§ Direction
Update the material below by replacing "marker" with "pin" everywhere it appears, and leave everything else unchanged.

§ Recorded information
** start **

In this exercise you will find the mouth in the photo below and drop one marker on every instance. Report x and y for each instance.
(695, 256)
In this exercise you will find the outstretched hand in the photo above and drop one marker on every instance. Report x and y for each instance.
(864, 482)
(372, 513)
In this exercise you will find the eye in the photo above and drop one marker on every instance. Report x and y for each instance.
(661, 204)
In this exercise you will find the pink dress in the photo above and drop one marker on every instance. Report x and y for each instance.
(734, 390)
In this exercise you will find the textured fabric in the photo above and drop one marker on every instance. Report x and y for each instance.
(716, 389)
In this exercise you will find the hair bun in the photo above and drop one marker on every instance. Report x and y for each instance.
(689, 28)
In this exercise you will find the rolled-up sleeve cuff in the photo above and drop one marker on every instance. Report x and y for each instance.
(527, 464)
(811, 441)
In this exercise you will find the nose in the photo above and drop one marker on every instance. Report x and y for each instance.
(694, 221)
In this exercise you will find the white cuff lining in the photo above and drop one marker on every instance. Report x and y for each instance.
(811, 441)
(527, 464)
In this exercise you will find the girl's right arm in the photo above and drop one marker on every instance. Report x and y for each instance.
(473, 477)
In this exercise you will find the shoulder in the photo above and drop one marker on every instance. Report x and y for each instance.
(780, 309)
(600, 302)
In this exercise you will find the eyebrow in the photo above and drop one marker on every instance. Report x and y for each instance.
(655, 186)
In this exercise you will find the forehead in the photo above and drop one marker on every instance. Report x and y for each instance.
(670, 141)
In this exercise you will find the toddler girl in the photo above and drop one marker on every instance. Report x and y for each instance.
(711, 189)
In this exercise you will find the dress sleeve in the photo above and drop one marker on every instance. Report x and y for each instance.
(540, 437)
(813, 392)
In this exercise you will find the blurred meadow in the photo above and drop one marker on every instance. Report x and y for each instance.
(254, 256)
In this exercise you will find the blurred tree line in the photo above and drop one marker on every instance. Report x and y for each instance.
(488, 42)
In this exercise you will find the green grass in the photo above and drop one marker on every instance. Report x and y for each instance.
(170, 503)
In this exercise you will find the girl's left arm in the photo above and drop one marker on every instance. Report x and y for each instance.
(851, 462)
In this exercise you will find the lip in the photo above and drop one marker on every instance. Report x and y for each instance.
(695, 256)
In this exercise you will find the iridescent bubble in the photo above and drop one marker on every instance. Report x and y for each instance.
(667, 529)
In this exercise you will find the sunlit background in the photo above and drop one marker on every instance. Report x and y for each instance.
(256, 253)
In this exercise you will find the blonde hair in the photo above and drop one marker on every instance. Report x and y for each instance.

** end **

§ Reply
In this exercise you will find the mouth in the photo below and drop one pin on every instance. Report x and y for each instance.
(695, 256)
In this exercise you will find the outstretched hand in the photo above and drop one pin on every instance. Report x and y for each instance.
(864, 482)
(372, 513)
In this exercise you will find the eye in the photo above and drop one pin on every instance. Report x and y for each instance.
(661, 204)
In this exercise you will find the pink dress in the photo above and drop one pin on every instance. Report x and y for each instance.
(734, 390)
In this exercise you will find the textured fabric in the photo above and drop one pin on every instance. Report x and y for each instance.
(716, 389)
In this exercise you will find the hair bun in the photo above and drop one pin on every instance. Report x and y for each instance.
(689, 28)
In this exercise you will find the rolled-up sleeve cuff in the photo above and drop one pin on every instance. Report x and y for each instance.
(527, 464)
(811, 441)
In this exercise you will find the nose in the photo above and drop one pin on every instance. Report x and y for each instance.
(694, 221)
In this exercise you will find the white cuff lining in the photo above and drop one pin on every instance. Report x and y for each instance.
(811, 441)
(527, 464)
In this exercise you will find the girl's right arm in the photo above and drop one pin on every instance. Report x and y for each instance.
(473, 477)
In this exercise you will find the shoulder in the photo above and drop one pin on every instance. Report x and y for each instance.
(780, 309)
(600, 302)
In this exercise you will find the eyebrow in the photo above and drop one pin on every instance. Report x and y for each instance.
(655, 186)
In this exercise you will find the forehead in the photo above and drop one pin on every instance. Report x and y for each instance.
(670, 141)
In this exercise you will find the toddler girl in the photo above and drop one pin on every instance. Report x and y for each instance.
(711, 189)
In this exercise you will find the dress sleeve in the photo above and drop one pin on every instance. Report x and y for each instance.
(540, 437)
(813, 392)
In this exercise you will find the blurred meadow in the photo above and drop one pin on every instance. Report x and y for each instance.
(254, 256)
In this exercise you will find the blurred tree line in the photo above and drop one pin on every instance. Report x and y for each instance.
(488, 42)
In this exercise you will find the green grass in the photo above and drop one pin on every instance. Report x and y for each instance.
(170, 503)
In this exercise you will find the girl's left arm in the photo above and drop one pin on every instance. Report x and y for each instance.
(851, 462)
In this exercise you will find the lip in the photo above and drop one pin on every instance. Report x and y for each instance.
(695, 256)
In this exercise you will find the iridescent bubble in the photo above and drop one pin on every instance. Report x and y for each instance.
(667, 529)
In this exercise you will find the sunlit background in the photo above and drop one pin on every instance. Report x and y for each instance.
(256, 253)
In this exercise you will find the blonde hair in the photo above and drop one pin on every instance. Report x and y for each instance.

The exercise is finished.